**Exercise description:** Tally the lines of the data below that contain the string "street". Give the tally and nothing else.

[Extracted data entries]
++++++++

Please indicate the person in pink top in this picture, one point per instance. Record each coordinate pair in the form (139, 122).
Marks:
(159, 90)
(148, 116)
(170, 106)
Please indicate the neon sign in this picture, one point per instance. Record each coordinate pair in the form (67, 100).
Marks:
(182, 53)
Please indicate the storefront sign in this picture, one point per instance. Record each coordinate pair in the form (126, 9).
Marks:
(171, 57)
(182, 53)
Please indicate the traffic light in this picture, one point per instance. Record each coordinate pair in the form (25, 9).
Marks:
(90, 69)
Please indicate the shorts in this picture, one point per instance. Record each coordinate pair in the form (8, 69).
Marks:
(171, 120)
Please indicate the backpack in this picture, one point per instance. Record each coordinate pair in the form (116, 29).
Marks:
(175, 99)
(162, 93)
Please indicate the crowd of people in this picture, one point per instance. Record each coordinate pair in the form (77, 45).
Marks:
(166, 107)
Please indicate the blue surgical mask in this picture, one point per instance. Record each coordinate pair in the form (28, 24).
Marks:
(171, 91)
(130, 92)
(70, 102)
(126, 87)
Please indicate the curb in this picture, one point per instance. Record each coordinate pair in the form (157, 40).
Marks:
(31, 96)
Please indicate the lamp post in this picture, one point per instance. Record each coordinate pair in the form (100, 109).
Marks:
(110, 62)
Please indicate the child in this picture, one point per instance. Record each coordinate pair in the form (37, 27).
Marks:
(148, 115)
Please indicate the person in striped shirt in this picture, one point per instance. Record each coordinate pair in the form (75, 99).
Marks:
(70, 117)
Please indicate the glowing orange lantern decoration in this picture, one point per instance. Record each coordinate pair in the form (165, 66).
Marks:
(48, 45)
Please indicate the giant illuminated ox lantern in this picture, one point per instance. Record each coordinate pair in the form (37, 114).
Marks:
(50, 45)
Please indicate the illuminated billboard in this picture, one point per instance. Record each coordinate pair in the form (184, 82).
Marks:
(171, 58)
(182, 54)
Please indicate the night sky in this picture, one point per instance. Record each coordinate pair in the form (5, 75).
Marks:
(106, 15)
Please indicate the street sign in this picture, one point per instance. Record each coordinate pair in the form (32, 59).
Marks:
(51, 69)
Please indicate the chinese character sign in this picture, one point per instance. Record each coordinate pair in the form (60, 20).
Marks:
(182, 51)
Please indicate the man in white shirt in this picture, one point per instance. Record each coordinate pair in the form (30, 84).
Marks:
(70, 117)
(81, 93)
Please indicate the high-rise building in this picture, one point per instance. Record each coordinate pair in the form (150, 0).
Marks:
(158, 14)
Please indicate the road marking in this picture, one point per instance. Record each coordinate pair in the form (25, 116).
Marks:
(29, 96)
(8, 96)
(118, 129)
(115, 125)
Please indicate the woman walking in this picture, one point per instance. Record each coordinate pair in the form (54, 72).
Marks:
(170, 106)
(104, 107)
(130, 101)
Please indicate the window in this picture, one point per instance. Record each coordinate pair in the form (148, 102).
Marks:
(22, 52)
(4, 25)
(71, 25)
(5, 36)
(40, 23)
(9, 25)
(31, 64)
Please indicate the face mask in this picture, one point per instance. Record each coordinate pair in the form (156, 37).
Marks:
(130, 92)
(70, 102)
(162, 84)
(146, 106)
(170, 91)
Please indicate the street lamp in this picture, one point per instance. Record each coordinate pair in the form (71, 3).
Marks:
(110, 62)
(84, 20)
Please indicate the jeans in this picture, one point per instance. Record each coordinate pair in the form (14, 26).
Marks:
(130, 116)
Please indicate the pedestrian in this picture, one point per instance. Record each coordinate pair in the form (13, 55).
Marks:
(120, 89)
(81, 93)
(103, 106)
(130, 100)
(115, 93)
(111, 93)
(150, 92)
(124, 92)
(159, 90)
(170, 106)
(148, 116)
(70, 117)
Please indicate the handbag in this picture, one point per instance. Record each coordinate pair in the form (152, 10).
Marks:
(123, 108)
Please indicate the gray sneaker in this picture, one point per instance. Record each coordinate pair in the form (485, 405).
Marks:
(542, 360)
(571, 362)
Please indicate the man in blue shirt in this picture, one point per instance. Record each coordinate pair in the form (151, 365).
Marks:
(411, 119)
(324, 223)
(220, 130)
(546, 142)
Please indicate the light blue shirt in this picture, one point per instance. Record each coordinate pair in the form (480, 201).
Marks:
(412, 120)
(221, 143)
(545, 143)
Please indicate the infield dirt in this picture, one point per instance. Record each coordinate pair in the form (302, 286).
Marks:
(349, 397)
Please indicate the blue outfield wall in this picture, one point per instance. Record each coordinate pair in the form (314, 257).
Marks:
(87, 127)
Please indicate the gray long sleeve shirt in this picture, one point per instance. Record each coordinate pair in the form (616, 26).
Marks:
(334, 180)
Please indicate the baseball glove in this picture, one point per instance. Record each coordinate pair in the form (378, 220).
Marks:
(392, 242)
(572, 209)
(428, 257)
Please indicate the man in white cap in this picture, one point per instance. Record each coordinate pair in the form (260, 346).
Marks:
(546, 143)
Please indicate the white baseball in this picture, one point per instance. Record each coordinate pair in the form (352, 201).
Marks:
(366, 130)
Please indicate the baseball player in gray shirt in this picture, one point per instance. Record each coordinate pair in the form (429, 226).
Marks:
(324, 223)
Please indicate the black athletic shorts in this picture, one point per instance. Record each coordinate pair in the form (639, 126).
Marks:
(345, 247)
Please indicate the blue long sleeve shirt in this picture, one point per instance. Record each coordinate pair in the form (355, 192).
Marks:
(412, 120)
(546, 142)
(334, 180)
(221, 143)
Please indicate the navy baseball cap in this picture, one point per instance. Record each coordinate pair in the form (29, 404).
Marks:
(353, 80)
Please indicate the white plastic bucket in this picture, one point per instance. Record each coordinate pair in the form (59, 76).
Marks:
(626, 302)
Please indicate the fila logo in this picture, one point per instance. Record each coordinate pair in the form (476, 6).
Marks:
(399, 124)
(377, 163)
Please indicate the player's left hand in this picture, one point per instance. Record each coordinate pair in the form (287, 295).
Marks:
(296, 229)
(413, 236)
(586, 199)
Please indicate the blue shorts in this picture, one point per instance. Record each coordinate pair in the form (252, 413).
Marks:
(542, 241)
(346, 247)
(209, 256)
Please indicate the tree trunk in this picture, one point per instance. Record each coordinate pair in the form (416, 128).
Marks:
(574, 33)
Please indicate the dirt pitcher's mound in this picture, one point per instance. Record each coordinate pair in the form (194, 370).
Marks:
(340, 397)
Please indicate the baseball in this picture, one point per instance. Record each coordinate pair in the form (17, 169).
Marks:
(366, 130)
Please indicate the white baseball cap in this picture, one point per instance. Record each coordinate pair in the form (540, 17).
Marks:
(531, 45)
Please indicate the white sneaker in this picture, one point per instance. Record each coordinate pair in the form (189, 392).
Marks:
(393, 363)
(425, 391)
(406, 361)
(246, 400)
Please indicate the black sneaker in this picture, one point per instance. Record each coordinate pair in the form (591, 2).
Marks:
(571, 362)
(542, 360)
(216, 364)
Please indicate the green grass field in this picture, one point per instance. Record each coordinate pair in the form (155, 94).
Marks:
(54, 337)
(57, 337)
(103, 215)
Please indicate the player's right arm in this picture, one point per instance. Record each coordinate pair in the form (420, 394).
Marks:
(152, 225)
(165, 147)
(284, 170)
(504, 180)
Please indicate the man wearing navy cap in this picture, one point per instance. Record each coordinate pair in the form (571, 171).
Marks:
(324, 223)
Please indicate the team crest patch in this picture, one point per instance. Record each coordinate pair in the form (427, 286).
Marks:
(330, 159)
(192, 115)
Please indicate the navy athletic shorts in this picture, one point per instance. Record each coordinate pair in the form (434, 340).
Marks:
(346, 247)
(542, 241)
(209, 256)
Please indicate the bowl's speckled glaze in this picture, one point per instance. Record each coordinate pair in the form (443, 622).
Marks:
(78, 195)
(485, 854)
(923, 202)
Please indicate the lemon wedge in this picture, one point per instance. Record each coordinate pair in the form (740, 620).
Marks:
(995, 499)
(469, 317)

++++++++

**Output for this exercise:** 2